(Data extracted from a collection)
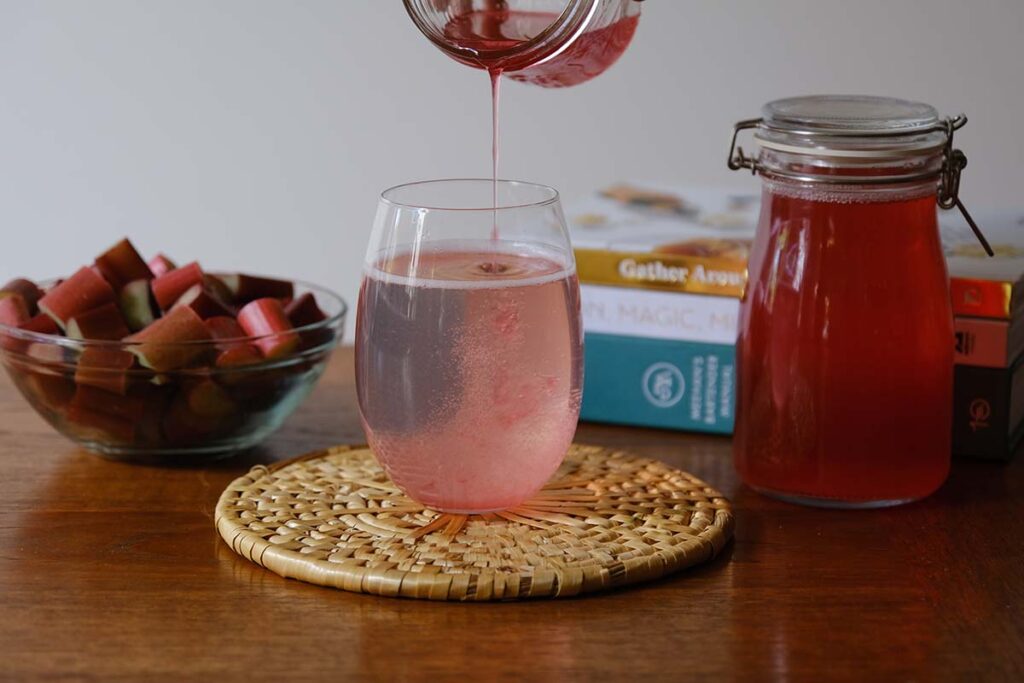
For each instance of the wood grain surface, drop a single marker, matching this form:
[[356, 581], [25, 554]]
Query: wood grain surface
[[115, 571]]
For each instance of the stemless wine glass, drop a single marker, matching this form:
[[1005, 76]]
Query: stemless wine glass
[[468, 351]]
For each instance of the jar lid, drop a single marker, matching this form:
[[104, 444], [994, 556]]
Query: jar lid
[[850, 126]]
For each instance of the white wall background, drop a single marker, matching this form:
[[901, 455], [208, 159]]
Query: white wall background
[[257, 133]]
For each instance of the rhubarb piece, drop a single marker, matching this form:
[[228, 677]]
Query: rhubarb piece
[[135, 301], [42, 324], [160, 265], [222, 327], [161, 346], [13, 313], [168, 288], [182, 426], [303, 310], [29, 291], [266, 316], [83, 291], [105, 369], [239, 356], [121, 264], [104, 323], [249, 288], [53, 355], [216, 288], [203, 303], [13, 310]]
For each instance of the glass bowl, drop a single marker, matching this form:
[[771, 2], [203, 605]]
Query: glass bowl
[[98, 395]]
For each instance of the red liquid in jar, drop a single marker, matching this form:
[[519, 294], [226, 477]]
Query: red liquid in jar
[[846, 348], [590, 55]]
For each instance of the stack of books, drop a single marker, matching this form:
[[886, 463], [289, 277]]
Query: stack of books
[[660, 275], [988, 395], [662, 271]]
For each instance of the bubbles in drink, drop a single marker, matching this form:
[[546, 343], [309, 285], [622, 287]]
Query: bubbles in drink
[[468, 372]]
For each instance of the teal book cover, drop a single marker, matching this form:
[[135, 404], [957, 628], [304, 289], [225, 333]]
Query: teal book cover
[[659, 383]]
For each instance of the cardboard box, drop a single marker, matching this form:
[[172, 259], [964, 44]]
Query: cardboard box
[[662, 272]]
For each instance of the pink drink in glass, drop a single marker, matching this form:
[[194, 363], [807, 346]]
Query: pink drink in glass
[[469, 368]]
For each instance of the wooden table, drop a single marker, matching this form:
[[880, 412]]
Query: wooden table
[[115, 571]]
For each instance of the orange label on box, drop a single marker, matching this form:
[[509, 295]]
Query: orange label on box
[[980, 298], [981, 343]]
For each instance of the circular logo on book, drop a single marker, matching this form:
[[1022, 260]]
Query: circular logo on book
[[664, 385]]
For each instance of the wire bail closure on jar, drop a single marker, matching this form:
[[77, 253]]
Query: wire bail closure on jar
[[953, 163]]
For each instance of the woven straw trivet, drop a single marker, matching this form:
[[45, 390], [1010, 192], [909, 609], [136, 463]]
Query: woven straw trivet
[[608, 518]]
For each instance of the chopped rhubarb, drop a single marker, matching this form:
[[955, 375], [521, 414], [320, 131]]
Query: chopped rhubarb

◆ Problem to solve:
Write out the stretch of entries above from the line containing "For each instance of the bubbles" through the line containing "[[980, 298], [981, 343]]", both included, reproducing each line as it stands and nothing more.

◆ Task response:
For each instance of the bubbles in drink, drop a single marker, matching this form:
[[546, 343], [309, 285], [622, 287]]
Query: bubbles in drink
[[468, 372]]
For each instance of the teal book cover, drop a single marker, matching this form:
[[135, 404], [957, 628], [304, 289], [225, 333]]
Query: teal book cover
[[659, 383]]
For each instance of the cardboard box, drop a single marker, matching this form:
[[172, 259], [964, 44]]
Query: cardboard box
[[662, 272]]
For each instance of the pink drink in glass, drop a single marker, matching this form:
[[194, 363], [807, 346]]
Query: pink drink in glass
[[469, 368]]
For each instance of the wooden table, drop a single marker, matching this form:
[[880, 412]]
Query: wooden table
[[115, 571]]
For each instance of the orange label on box, drop a single marker, matching this form:
[[509, 295]]
Query: orange label on box
[[980, 298], [981, 343]]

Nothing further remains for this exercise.